**WHAT IS NEEDED**.
Down to the last line, reproduce the records exactly.

**RECORDS TO PROCESS**.
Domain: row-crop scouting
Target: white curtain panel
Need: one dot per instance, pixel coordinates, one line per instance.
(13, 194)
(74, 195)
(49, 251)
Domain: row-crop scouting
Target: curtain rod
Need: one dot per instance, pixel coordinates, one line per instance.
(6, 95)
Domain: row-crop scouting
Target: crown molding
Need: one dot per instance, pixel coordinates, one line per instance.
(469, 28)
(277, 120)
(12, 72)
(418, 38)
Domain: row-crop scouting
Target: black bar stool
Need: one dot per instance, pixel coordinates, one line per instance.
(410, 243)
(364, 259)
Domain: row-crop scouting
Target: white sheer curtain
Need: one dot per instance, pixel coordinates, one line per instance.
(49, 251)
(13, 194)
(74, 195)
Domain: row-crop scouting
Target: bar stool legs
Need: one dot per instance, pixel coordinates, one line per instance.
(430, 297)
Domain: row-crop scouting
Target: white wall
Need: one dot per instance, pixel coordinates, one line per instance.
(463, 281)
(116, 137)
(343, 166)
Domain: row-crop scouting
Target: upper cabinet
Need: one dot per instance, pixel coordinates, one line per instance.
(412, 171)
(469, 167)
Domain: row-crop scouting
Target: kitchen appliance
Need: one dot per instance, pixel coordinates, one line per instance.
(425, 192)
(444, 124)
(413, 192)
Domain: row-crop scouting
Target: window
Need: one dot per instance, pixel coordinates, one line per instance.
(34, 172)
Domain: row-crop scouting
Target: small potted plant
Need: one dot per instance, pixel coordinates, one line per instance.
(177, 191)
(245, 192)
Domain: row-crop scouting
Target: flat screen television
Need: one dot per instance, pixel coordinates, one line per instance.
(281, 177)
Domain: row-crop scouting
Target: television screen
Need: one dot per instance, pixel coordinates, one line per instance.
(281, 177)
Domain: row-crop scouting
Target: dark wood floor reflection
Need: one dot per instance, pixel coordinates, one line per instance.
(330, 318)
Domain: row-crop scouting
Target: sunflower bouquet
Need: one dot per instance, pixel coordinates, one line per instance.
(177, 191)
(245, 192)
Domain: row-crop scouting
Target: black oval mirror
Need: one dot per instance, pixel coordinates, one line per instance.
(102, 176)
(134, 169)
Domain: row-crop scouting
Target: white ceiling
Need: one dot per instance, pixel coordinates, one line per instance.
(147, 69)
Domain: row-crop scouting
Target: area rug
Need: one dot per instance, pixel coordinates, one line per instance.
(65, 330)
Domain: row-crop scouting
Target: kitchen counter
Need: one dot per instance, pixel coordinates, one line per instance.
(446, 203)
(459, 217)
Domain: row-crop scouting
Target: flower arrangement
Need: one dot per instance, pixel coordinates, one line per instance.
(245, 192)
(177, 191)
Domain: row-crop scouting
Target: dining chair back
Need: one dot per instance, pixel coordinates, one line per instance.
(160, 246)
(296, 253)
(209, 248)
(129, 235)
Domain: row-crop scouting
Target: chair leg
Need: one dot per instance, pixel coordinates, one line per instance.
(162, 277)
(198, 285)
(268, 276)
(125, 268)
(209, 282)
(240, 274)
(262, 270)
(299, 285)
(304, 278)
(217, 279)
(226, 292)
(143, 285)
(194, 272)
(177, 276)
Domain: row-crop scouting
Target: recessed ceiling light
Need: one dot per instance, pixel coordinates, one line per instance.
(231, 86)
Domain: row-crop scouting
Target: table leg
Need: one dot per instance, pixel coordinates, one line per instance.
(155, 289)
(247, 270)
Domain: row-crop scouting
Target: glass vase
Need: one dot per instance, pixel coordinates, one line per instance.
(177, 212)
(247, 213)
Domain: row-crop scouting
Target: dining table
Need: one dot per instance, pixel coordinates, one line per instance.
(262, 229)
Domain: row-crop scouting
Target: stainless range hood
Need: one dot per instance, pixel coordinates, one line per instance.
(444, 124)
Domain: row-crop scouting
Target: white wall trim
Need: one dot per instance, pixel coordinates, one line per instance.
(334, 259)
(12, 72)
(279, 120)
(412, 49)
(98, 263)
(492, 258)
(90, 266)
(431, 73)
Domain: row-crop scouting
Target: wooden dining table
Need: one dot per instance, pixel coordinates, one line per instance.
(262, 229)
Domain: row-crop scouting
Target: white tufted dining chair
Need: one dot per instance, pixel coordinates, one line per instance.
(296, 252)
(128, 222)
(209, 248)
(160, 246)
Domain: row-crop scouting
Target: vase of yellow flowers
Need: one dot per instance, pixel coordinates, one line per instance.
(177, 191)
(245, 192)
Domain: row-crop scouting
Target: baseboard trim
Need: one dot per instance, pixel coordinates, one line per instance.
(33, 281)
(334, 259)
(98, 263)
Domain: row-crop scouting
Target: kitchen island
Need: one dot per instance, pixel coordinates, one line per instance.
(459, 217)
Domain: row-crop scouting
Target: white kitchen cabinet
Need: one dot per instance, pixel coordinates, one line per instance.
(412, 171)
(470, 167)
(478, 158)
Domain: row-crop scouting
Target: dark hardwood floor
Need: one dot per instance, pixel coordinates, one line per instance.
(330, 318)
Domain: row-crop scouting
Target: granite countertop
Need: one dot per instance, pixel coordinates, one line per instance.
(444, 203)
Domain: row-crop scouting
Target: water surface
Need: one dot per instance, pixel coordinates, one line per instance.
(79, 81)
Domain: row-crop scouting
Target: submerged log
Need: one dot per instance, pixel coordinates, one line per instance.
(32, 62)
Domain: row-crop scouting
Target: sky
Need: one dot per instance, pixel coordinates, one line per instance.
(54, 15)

**REPLY TO THE EXERCISE**.
Domain: row-crop scouting
Target: white curtain panel
Need: one dot per instance, pixel coordinates, one line per instance.
(13, 194)
(74, 195)
(49, 251)
Domain: row-crop scouting
Target: curtain rod
Need: one dot per instance, pixel coordinates, one line per instance.
(6, 95)
Domain: row-crop scouting
Target: crown molding
Need: one dot per instance, pixel coordinates, one line per instance.
(469, 28)
(277, 120)
(12, 72)
(418, 38)
Domain: row-crop scouting
Target: black bar stool
Need: one dot per instance, pixel coordinates, one line per instance.
(410, 243)
(364, 259)
Domain: row-crop scouting
Target: white sheer curtain
Need: one dot per instance, pixel coordinates, one line per instance.
(49, 251)
(13, 194)
(74, 195)
Domain: row-crop scouting
Target: bar stool legs
Need: one dot per instance, pixel coordinates, one line per instance.
(430, 297)
Domain: row-crop scouting
Target: white wall
Need: one dot per instance, pixel coordinates, one line per instance.
(463, 281)
(116, 137)
(343, 166)
Domain: row-crop scouting
Target: upper cabinet
Need: one dot per instance, pixel coordinates, one line per instance.
(412, 171)
(469, 167)
Domain: row-crop scouting
Target: kitchen appliance
Need: one dot per instance, pixel coordinates, one line per instance.
(425, 192)
(444, 124)
(413, 192)
Domain: row-crop scouting
Target: window
Need: one dot per instance, pixel coordinates, one line per instance.
(34, 172)
Domain: row-crop scouting
Target: small potted plant
Need: one dot per instance, pixel coordinates, one line per instance.
(177, 191)
(245, 192)
Domain: row-crop scouting
Target: flat screen television
Need: one dot per instance, pixel coordinates, one line per instance.
(281, 177)
Domain: row-crop scouting
Target: television screen
Need: one dot per instance, pixel coordinates, one line per instance.
(281, 177)
Domain: row-crop scouting
Target: dark wood floor reflection
Need: one dot per instance, pixel coordinates, one line per instance.
(330, 318)
Domain: row-crop scouting
Target: sunflower bouquet
Need: one dot per instance, pixel coordinates, one line per instance.
(177, 191)
(245, 192)
Domain: row-crop scouting
Target: black oval mirror
Need: one dot per instance, pixel coordinates, one line per instance.
(102, 176)
(134, 169)
Domain: row-crop scouting
Target: white ceiling
Need: one dot per instance, pixel coordinates, one line per instance.
(147, 69)
Domain: row-crop scouting
Target: area rug
Need: one dot per instance, pixel coordinates, one line per instance.
(65, 330)
Domain: row-crop scouting
Target: kitchen counter
Need: one dot per instance, pixel coordinates, one line per instance.
(446, 203)
(459, 217)
Domain: row-crop scouting
Target: flower arrangement
Need: one dot per instance, pixel coordinates, one line per instance.
(245, 192)
(177, 191)
Domain: row-crop scouting
Target: dining chair back
Need: one dot per instance, pixel coordinates, one line per instance.
(160, 246)
(296, 253)
(209, 248)
(129, 235)
Domain: row-crop scouting
Target: chair leg
Need: one dot per instance, pixel coordinates, one line per instance.
(162, 277)
(198, 285)
(268, 276)
(125, 268)
(209, 282)
(240, 274)
(262, 270)
(299, 285)
(304, 278)
(217, 279)
(226, 292)
(143, 285)
(194, 272)
(177, 276)
Domain: row-crop scouting
Target: recessed ceiling light
Need: one dot per instance, pixel coordinates, one line per instance.
(231, 86)
Domain: row-crop scouting
Target: table leg
Need: one dot per instance, pixel coordinates, one line per instance.
(155, 289)
(247, 270)
Domain: row-crop scouting
Target: glass vase
Need: one dot per instance, pixel coordinates, one line per instance.
(177, 212)
(247, 213)
Domain: row-crop scouting
Target: dining table
Need: one dot per instance, pixel coordinates, one line per instance.
(262, 229)
Domain: row-crop scouting
Target: stainless range hood
Need: one dot per instance, pixel coordinates, one line per instance.
(444, 124)
Domain: row-crop scouting
Target: white wall trim
Need: one dot per instance, pixel coordinates, one line per instance.
(334, 259)
(12, 72)
(279, 120)
(412, 49)
(98, 263)
(492, 258)
(90, 266)
(431, 73)
Domain: row-crop scouting
Target: wooden dining table
Need: one dot per instance, pixel coordinates, one line per instance.
(262, 229)
Domain: row-crop scouting
Target: white tufted dining chair
Need: one dot per instance, pixel coordinates, one line per instance.
(296, 252)
(128, 222)
(209, 248)
(160, 246)
Domain: row-crop scouting
Target: vase of yellow flowers
Need: one dot per instance, pixel coordinates, one line per instance.
(177, 191)
(245, 192)
Domain: row-crop scouting
Target: baseboard trim
Need: one dot per instance, pixel coordinates, one line per instance.
(33, 281)
(334, 259)
(98, 263)
Domain: row-crop scouting
Target: kitchen island
Need: one dot per instance, pixel coordinates, one line per instance.
(459, 217)
Domain: row-crop scouting
Target: white kitchen cabinet
Need: one dot per instance, pixel coordinates, one line per instance.
(412, 171)
(470, 167)
(478, 158)
Domain: row-crop scouting
Target: dark hardwood floor
Need: one dot per instance, pixel coordinates, one line per instance.
(330, 318)
Domain: row-crop scouting
Target: granite countertop
Need: one dot per instance, pixel coordinates, one line per instance.
(444, 203)
Domain: row-crop scouting
Target: water surface
Need: one dot per instance, pixel coordinates, one line per instance.
(79, 81)
Domain: row-crop scouting
Target: submerged log
Need: one dot per instance, pixel coordinates, one line per instance.
(32, 62)
Domain: row-crop scouting
Target: sky
Need: one dot per instance, pixel coordinates, one line per instance.
(54, 15)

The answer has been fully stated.